WRITTEN EXERCISE>
Copy every line of the material below word for word.
-- START OF RECORDS FOR THE TASK --
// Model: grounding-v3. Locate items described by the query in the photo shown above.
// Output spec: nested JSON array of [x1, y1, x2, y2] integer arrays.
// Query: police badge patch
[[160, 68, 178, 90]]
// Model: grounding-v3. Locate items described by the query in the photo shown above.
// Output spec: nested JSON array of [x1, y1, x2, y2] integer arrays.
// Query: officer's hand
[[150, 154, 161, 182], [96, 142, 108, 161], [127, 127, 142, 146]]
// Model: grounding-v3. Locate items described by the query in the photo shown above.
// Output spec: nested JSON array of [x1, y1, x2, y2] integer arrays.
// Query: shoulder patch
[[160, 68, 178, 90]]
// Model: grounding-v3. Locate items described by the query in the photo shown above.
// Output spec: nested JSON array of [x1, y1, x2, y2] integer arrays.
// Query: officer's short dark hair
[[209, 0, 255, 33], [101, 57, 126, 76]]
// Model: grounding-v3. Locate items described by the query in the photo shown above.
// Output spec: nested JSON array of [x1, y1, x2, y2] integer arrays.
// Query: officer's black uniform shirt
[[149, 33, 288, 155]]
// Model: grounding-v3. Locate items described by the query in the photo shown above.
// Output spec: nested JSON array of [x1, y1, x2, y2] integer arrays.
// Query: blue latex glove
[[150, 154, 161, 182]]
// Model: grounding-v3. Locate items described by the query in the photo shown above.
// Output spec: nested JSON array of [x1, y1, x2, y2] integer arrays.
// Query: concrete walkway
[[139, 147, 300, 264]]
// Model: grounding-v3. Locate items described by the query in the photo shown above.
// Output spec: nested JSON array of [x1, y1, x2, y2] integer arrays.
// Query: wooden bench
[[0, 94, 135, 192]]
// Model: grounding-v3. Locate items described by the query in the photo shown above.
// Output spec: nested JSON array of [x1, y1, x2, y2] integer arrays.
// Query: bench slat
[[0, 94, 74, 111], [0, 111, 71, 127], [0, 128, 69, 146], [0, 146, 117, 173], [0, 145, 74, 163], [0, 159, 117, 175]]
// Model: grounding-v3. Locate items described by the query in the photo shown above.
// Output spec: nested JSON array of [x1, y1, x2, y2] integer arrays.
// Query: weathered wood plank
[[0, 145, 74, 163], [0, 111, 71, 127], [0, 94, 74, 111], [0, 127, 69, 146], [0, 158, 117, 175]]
-- END OF RECORDS FOR THE TASK --
TASK RESULT>
// Model: grounding-v3. Locate items described by the query in the photo shown above.
// Output spec: nested JSON array of [x1, y1, x2, y2] integer arrays.
// Query: police badge patch
[[160, 68, 178, 90]]
// Model: grounding-v3. Locate items described by the query in the photo shown above.
// Output spec: nested JSON array of [x1, y1, x2, y2] integer arrays.
// Query: officer's hand
[[150, 154, 161, 182], [96, 142, 108, 161], [127, 127, 142, 146]]
// Model: grounding-v3. Locate items described by the query in the photo shown above.
// Output spec: nested JSON array of [x1, y1, x2, y2] integer arrays.
// Query: shoulder patch
[[160, 68, 178, 90]]
// Model: grounding-v3. Locate items described by the query in the photo shown above.
// Output spec: nested JSON array of [x1, y1, x2, y2] integer arrays.
// Query: officer's short dark hair
[[209, 0, 255, 33], [101, 57, 126, 76]]
// Model: grounding-v3. Locate items described by the query in the photo shown above.
// Output spec: nested JSON array of [x1, y1, x2, y2] integer arrays.
// Query: officer's black uniform shirt
[[149, 33, 288, 155]]
// Model: grounding-v3. Locate items described by the query in the photo shown above.
// Output spec: nested JSON array of [x1, y1, x2, y2] integer arrays.
// Query: blue latex glove
[[150, 154, 161, 182]]
// Model: grounding-v3. Locate items described by the query in the photo shown above.
// Output spec: nested JSON array of [x1, y1, x2, y2] integer arrays.
// Query: concrete walkway
[[139, 147, 300, 264]]
// Model: grounding-v3. Locate items described by the query in the photo shown above.
// Output spec: nested JSON array of [x1, y1, x2, y2] integer arrays.
// Query: wooden bench
[[0, 94, 135, 192]]
// Model: grounding-v3. Locate items described by the query in the photo shown above.
// Output spec: nested JSON array of [x1, y1, x2, y2] integer arrays.
// Query: bench slat
[[0, 94, 74, 111], [0, 111, 71, 127], [0, 128, 69, 146], [0, 146, 117, 173], [0, 145, 74, 163], [0, 159, 117, 175]]
// Model: grounding-v3. Locate items described by the query in the photo shown above.
// Output spec: nested JSON array of [x1, y1, x2, y2] integer arrays.
// Query: weathered wood plank
[[0, 145, 74, 163], [0, 111, 71, 127], [0, 94, 74, 111], [0, 127, 69, 146], [0, 158, 117, 175]]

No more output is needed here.